____ DATA EXCERPTS
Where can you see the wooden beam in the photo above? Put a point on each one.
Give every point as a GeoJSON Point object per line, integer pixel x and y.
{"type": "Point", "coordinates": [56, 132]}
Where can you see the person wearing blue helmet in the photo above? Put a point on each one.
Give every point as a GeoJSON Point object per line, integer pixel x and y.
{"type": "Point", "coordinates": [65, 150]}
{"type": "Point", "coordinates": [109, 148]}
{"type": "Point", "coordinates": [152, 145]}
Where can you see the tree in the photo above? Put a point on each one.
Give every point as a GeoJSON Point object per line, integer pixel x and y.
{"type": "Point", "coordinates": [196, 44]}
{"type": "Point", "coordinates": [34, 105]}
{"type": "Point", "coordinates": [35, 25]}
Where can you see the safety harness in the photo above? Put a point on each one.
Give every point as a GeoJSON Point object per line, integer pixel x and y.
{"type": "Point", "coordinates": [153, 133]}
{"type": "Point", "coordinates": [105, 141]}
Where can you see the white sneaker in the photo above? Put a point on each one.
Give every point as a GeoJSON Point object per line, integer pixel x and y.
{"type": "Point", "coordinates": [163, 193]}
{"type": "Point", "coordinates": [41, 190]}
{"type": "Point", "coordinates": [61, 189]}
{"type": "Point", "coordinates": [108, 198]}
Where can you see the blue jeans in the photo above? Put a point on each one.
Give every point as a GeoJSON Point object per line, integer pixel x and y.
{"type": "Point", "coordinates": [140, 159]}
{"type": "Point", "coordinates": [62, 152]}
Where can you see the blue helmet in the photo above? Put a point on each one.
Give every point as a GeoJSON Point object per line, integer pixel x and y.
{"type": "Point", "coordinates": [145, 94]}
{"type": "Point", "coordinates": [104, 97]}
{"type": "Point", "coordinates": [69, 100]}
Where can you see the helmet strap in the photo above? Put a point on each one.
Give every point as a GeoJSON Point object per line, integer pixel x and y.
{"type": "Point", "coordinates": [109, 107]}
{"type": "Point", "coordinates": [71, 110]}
________
● **WHAT IS EXPECTED**:
Turn all the rows above into a numbered list, one line per number, and drop any blank lines.

● **SOLVED PROBLEM**:
1. Where can you see the wooden beam in the photo above? Put a point on each one.
2. Give every point as a GeoJSON Point object per line, integer pixel x and y.
3. {"type": "Point", "coordinates": [56, 132]}
4. Where can you see the person wearing blue helmet in the photo above? Put a point on each one.
5. Give every point as a GeoJSON Point object per line, integer pixel x and y.
6. {"type": "Point", "coordinates": [65, 150]}
7. {"type": "Point", "coordinates": [109, 148]}
8. {"type": "Point", "coordinates": [152, 145]}
9. Where can you see the tree in the photo above? Put a point on each one.
10. Give every point as a GeoJSON Point object per line, integer pixel x and y.
11. {"type": "Point", "coordinates": [196, 44]}
12. {"type": "Point", "coordinates": [34, 105]}
13. {"type": "Point", "coordinates": [35, 25]}
14. Where can you see the safety harness in the photo above? Put a point on each one.
15. Give every point as a GeoJSON Point object per line, integer pixel x and y.
16. {"type": "Point", "coordinates": [153, 133]}
17. {"type": "Point", "coordinates": [105, 141]}
18. Where can you see the white sneaker in the photo above? Put a point on each one.
19. Give every point as a GeoJSON Point object per line, integer pixel x and y.
20. {"type": "Point", "coordinates": [163, 193]}
21. {"type": "Point", "coordinates": [41, 190]}
22. {"type": "Point", "coordinates": [61, 189]}
23. {"type": "Point", "coordinates": [108, 198]}
24. Where can you see the blue jeans in the photo above? Put a point on each one.
25. Give every point as a GeoJSON Point object per line, integer pixel x and y.
26. {"type": "Point", "coordinates": [140, 159]}
27. {"type": "Point", "coordinates": [62, 152]}
28. Where can you see the blue helmet in the photo above? Put a point on each one.
29. Give every point as a GeoJSON Point object per line, integer pixel x and y.
30. {"type": "Point", "coordinates": [145, 94]}
31. {"type": "Point", "coordinates": [104, 97]}
32. {"type": "Point", "coordinates": [69, 100]}
33. Where can you see the helmet strap in the photo above? Put a point on each one.
34. Give every point as a GeoJSON Point object per line, integer pixel x and y.
35. {"type": "Point", "coordinates": [109, 107]}
36. {"type": "Point", "coordinates": [71, 110]}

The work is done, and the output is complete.